[start TEXT PROVIDED]

The UN Human Settlements Programme (UN-HABITAT) estimates some 375,000 people (75,000 households) need housing across the south, 36 months after the worst natural disaster to strike the Southeast Asian nation.
"Yes, there has been progress, but there is no denying we need to do more," Chris Bleers, country director for the Norwegian Refugee Council (NRC), added. The council has assisted in the construction and strengthening of more than 6,000 shelters in Myanmar's badly affected Labutta Township.
A recent survey by the UN International Strategy for Disaster Reduction (ISDR) reported that at least 62 percent of households in the delta still live in shelters that are not disaster resistant.
Massive needs
According to the government, more than 750,000 homes were badly affected by Nargis, which swept across the low-lying delta and parts of Yangon Division on 2 and 3 May 2008, killing more than 138,000 people, destroying 360,246 homes and damaging another 390,053.
But despite the enormity of the disaster, shelter was never given the priority it deserved from donors, say aid workers.
"The response of the international community was definitely not commensurate with the scale of the need," Bleers said.
"I don't know why more people have not stepped up. It simply doesn't make sense," said Olive Orate, project coordinator for the delta with the Adventist Development and Relief Agency (ADRA), one of just four agencies still working on shelter in the delta. It will likely wrap up operations by end-2011.
Photo: Contributor/IRIN
75,000 households have received no assitance
To date, ADRA has constructed 240 shelters in Labutta and would like to do more, but lack of financial resources is preventing it from doing so.

[end TEXT PROVIDED]
[start DATASET EXCERPTS]

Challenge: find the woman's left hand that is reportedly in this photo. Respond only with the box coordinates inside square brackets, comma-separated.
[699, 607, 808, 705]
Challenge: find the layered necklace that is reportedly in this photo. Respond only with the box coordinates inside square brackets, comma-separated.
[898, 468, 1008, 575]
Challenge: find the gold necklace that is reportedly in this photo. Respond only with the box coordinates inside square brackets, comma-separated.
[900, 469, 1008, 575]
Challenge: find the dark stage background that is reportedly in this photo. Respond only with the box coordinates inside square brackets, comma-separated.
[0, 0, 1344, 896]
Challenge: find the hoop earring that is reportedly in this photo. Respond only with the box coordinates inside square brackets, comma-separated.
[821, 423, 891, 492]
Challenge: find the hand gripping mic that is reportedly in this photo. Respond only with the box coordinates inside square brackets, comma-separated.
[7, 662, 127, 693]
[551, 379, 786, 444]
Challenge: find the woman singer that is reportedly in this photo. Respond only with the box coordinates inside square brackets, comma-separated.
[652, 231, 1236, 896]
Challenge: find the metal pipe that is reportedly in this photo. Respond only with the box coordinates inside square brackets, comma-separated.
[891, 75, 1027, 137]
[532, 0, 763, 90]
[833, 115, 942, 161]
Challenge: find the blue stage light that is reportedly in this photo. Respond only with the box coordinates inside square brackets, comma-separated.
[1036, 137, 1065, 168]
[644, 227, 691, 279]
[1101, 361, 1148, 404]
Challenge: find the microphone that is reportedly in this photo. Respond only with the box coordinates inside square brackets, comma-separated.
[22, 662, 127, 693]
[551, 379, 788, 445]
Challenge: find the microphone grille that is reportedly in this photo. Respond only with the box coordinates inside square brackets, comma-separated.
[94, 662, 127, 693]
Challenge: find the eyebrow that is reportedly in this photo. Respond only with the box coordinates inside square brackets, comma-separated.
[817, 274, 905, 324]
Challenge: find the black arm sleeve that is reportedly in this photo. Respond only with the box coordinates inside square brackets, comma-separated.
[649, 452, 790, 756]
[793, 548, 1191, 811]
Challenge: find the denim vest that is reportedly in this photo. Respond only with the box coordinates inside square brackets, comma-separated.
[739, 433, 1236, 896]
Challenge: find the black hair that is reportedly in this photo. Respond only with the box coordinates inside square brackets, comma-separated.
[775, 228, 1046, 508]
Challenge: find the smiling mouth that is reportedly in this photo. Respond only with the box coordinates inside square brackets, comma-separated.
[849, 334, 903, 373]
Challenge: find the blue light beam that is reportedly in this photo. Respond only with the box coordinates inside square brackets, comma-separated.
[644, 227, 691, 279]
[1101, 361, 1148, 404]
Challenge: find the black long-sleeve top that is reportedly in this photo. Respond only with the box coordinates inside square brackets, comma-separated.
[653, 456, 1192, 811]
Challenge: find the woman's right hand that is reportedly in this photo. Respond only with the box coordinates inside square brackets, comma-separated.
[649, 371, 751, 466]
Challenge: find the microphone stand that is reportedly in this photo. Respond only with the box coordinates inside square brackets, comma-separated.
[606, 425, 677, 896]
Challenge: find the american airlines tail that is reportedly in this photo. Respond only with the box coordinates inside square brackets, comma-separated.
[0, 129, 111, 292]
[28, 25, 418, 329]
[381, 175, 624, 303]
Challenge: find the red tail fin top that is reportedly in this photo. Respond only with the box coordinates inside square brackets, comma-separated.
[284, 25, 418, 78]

[end DATASET EXCERPTS]

**CHALLENGES**:
(1) According to the article on housing needs after Nargis, how many shelters has ADRA built in Labutta so far?
(2) Retype the passage from the article on housing needs after Nargis starting with "But despite the" and going on through "operations by end-2011.".

**FINAL RESULTS**:
(1) 240 shelters.

(2)
But despite the enormity of the disaster, shelter was never given the priority it deserved from donors, say aid workers.
"The response of the international community was definitely not commensurate with the scale of the need," Bleers said.
"I don't know why more people have not stepped up. It simply doesn't make sense," said Olive Orate, project coordinator for the delta with the Adventist Development and Relief Agency (ADRA), one of just four agencies still working on shelter in the delta. It will likely wrap up operations by end-2011.